Data for review:
■ ■ ■ ■

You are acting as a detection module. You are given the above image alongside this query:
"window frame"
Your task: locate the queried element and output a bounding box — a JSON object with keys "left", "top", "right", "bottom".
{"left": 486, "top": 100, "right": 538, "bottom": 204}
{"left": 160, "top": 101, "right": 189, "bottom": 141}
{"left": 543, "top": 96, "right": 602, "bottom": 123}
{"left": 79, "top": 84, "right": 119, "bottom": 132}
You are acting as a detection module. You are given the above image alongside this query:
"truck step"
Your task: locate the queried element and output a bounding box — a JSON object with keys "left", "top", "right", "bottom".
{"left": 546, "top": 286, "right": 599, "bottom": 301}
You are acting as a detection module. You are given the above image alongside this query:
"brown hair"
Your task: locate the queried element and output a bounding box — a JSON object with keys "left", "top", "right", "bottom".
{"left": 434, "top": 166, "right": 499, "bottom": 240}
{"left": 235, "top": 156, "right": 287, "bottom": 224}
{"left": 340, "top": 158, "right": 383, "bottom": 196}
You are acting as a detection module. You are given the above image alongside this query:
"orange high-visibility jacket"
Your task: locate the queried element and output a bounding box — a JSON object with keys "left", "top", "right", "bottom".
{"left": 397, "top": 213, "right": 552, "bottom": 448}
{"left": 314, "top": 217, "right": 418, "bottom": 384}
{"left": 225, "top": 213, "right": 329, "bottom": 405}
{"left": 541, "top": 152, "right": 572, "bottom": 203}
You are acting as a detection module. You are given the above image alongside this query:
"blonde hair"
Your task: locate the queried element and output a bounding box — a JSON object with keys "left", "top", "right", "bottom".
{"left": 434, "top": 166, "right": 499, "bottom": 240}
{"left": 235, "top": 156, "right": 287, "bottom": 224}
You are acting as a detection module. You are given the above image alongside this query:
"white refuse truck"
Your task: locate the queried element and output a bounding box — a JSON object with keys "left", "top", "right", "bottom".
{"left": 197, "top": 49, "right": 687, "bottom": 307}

■ ■ ■ ■

Work task: The whole listing should be copied verbatim.

Solution for this task:
You are acting as a detection module. You are given the above image alongside this query:
"window frame"
Your task: locate the queried element and output a bounding box — a JSON object with keys "left", "top", "right", "bottom".
{"left": 486, "top": 100, "right": 538, "bottom": 204}
{"left": 160, "top": 101, "right": 189, "bottom": 141}
{"left": 543, "top": 96, "right": 602, "bottom": 123}
{"left": 79, "top": 84, "right": 119, "bottom": 132}
You are acting as a detection module. You are given the above image alongside this query:
"truck step"
Your task: locate the queried element and output a bounding box — a JSON object with keys "left", "top", "right", "bottom".
{"left": 546, "top": 286, "right": 599, "bottom": 301}
You are acting as a detection module. You are given the above image alongside this query:
"brown hair"
Your task: locate the queried element and output a bounding box — a JSON object with keys "left", "top", "right", "bottom".
{"left": 434, "top": 166, "right": 499, "bottom": 240}
{"left": 235, "top": 156, "right": 287, "bottom": 224}
{"left": 340, "top": 158, "right": 383, "bottom": 196}
You are acting as a detection module. You are given the above image alongside this query:
"orange high-visibility jacket"
Your task: locate the queried element and output a bounding box — a JSON object with keys "left", "top", "right", "bottom".
{"left": 397, "top": 213, "right": 552, "bottom": 448}
{"left": 314, "top": 217, "right": 418, "bottom": 384}
{"left": 225, "top": 213, "right": 329, "bottom": 405}
{"left": 541, "top": 152, "right": 572, "bottom": 203}
You are acting as a detection module. You are given the above image alongside this query:
"blonde hair"
Your task: locate the queried element and output a bounding box — a JSON object with keys "left", "top", "right", "bottom".
{"left": 434, "top": 166, "right": 499, "bottom": 240}
{"left": 235, "top": 156, "right": 287, "bottom": 224}
You are acting as a detection module. You are given the above image alongside this query:
"white refuse truck"
Your task: locate the queried element and output a bounding box — a JSON object with keys "left", "top", "right", "bottom".
{"left": 197, "top": 49, "right": 687, "bottom": 307}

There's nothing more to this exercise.